• **What needs to be done**:
Nothing should differ between your output and the entries below.

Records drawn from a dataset
>>>>
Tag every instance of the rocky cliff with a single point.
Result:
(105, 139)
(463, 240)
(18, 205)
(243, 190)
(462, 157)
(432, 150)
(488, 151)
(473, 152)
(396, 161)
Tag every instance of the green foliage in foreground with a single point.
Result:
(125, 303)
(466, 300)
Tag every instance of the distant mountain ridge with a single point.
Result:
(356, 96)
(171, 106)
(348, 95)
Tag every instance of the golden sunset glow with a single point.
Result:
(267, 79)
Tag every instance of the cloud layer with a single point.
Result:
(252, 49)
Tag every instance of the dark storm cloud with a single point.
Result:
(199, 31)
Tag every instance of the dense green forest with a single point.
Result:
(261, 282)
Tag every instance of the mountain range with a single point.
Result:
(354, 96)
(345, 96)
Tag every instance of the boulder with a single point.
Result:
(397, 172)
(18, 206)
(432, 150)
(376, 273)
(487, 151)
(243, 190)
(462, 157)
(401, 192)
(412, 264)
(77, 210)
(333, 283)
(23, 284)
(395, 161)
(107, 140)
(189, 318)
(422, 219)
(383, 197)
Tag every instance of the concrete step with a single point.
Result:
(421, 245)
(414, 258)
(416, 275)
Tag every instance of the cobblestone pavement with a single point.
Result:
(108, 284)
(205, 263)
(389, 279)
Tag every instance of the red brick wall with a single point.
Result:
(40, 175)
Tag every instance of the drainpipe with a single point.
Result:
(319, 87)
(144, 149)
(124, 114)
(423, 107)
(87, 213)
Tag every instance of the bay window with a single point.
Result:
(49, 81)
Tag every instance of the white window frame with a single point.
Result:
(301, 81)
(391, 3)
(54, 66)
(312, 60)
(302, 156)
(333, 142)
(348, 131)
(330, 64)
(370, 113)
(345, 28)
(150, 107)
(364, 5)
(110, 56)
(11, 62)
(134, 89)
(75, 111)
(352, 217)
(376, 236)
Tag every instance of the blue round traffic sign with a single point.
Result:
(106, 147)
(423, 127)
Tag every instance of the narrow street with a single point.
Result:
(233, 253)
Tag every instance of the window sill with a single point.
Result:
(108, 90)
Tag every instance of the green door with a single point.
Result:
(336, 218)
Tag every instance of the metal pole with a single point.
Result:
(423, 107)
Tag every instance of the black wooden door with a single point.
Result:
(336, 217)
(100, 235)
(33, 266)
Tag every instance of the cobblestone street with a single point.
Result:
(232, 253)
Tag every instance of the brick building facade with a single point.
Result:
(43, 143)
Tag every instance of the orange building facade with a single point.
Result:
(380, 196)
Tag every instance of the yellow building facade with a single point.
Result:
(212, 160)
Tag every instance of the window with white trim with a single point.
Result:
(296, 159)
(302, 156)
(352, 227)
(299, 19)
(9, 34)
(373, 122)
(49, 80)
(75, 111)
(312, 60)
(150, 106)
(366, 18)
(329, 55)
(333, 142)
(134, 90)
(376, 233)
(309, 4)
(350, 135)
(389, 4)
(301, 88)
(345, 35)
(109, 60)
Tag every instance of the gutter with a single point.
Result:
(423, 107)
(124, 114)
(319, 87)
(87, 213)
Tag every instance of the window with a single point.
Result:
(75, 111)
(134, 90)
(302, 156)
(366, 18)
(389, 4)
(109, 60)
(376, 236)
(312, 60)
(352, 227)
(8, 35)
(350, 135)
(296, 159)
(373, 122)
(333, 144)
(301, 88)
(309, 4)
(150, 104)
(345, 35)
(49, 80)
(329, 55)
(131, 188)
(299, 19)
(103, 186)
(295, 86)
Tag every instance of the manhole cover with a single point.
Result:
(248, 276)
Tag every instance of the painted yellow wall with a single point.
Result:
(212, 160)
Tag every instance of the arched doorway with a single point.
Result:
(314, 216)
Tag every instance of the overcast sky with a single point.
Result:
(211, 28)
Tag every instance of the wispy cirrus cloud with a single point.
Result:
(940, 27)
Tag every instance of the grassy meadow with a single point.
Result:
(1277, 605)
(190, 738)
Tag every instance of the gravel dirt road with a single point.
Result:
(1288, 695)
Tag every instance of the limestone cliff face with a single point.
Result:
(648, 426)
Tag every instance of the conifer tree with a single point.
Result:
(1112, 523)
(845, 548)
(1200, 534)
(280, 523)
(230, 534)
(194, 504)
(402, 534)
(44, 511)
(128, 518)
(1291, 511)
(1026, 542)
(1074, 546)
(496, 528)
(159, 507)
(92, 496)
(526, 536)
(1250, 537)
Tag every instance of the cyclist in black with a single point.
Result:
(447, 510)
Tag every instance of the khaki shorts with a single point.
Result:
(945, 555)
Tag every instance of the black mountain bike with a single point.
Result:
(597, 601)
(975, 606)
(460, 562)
<<<<
• **Result for this task**:
Tag every instance of the rocky cliff with a single point.
Result:
(105, 139)
(463, 240)
(18, 205)
(243, 190)
(462, 157)
(432, 150)
(488, 151)
(473, 152)
(396, 161)
Tag every instance of the green foliage in foreground with a single point.
Result:
(125, 303)
(466, 300)
Tag every instance of the distant mountain ridge with a single point.
Result:
(356, 96)
(171, 106)
(348, 95)
Tag every instance of the golden sunset glow with a single point.
Result:
(267, 79)
Tag every instance of the cloud layer with a single point.
Result:
(252, 49)
Tag every instance of the dark storm cloud with a single point.
Result:
(199, 31)
Tag every instance of the dense green forest with a single point.
Result:
(261, 282)
Tag every instance of the mountain range with a single point.
Result:
(354, 96)
(345, 96)
Tag every instance of the boulder with a single point.
Result:
(397, 172)
(18, 206)
(432, 150)
(376, 273)
(487, 151)
(243, 190)
(462, 157)
(401, 192)
(412, 264)
(77, 210)
(333, 283)
(23, 284)
(395, 161)
(107, 140)
(189, 318)
(422, 219)
(383, 197)
Tag every instance of the concrete step with a single point.
Result:
(421, 245)
(414, 258)
(416, 275)
Tag every instance of the cobblestone pavement with a single point.
Result:
(108, 284)
(205, 263)
(389, 279)
Tag every instance of the red brick wall with a single point.
Result:
(40, 175)
Tag every instance of the drainpipe with a single point.
Result:
(319, 87)
(144, 149)
(124, 114)
(423, 107)
(87, 213)
Tag every instance of the bay window with a single point.
Result:
(49, 81)
Tag every instance of the white window frame with a single point.
Result:
(301, 81)
(391, 3)
(54, 66)
(312, 60)
(302, 156)
(333, 142)
(348, 131)
(330, 64)
(370, 113)
(345, 28)
(150, 107)
(364, 5)
(110, 56)
(11, 62)
(134, 89)
(75, 111)
(352, 217)
(376, 236)
Tag every instance of the blue round traffic sign with a single point.
Result:
(106, 147)
(423, 127)
Tag every instance of the narrow street with a single point.
Result:
(233, 253)
Tag every instance of the window sill with a single point.
Result:
(108, 90)
Tag every instance of the green door with a single point.
Result:
(336, 218)
Tag every instance of the metal pole with a single point.
Result:
(423, 107)
Tag every instance of the black wooden door with a single point.
Result:
(336, 217)
(100, 235)
(33, 266)
Tag every instance of the cobblestone street with a single point.
Result:
(232, 253)
Tag every instance of the brick building facade with a single point.
Result:
(43, 143)
Tag every instance of the orange building facade with a single point.
Result:
(380, 196)
Tag every instance of the yellow building facade with a single point.
Result:
(212, 160)
Tag every instance of the window with white trim with a single point.
Result:
(296, 159)
(302, 156)
(352, 227)
(299, 19)
(9, 34)
(373, 122)
(49, 80)
(75, 111)
(312, 60)
(150, 106)
(366, 18)
(329, 55)
(333, 142)
(134, 90)
(376, 233)
(309, 4)
(350, 135)
(389, 4)
(301, 88)
(345, 35)
(109, 60)
Tag every instance of the gutter with a single point.
Result:
(423, 107)
(124, 114)
(319, 87)
(87, 213)
Tag every instance of the window with a single point.
Result:
(75, 111)
(134, 90)
(302, 156)
(366, 18)
(389, 4)
(109, 60)
(376, 236)
(312, 60)
(352, 227)
(8, 35)
(350, 135)
(296, 159)
(373, 122)
(333, 144)
(301, 88)
(309, 4)
(150, 104)
(345, 35)
(49, 80)
(329, 55)
(131, 188)
(299, 19)
(103, 186)
(295, 86)
Tag every instance of the manhole cover with a single point.
Result:
(248, 276)
Tag every instance of the painted yellow wall with a single point.
Result:
(212, 160)
Tag every instance of the arched doorway with a single point.
Result:
(314, 216)
Tag every instance of the overcast sky with a single point.
Result:
(211, 28)
Tag every instance of the wispy cirrus cloud with a single point.
Result:
(940, 27)
Tag every instance of the grassy meadow with a single point.
Result:
(1277, 605)
(190, 738)
Tag every instance of the gravel dirt road with a single point.
Result:
(1288, 695)
Tag every instance of the limestone cliff face with a single point.
Result:
(648, 426)
Tag every instance of the conifer tree with a single point.
Result:
(1112, 523)
(845, 548)
(1200, 534)
(280, 523)
(230, 534)
(194, 504)
(402, 534)
(44, 511)
(128, 518)
(1291, 511)
(1026, 542)
(1074, 546)
(496, 528)
(159, 507)
(92, 496)
(526, 536)
(1250, 537)
Tag every instance of the cyclist in black with a single point.
Result:
(447, 510)
Tag every instance of the khaki shorts with a single point.
Result:
(945, 555)
Tag every instance of the black mountain bike with a single point.
Result:
(597, 601)
(975, 606)
(460, 562)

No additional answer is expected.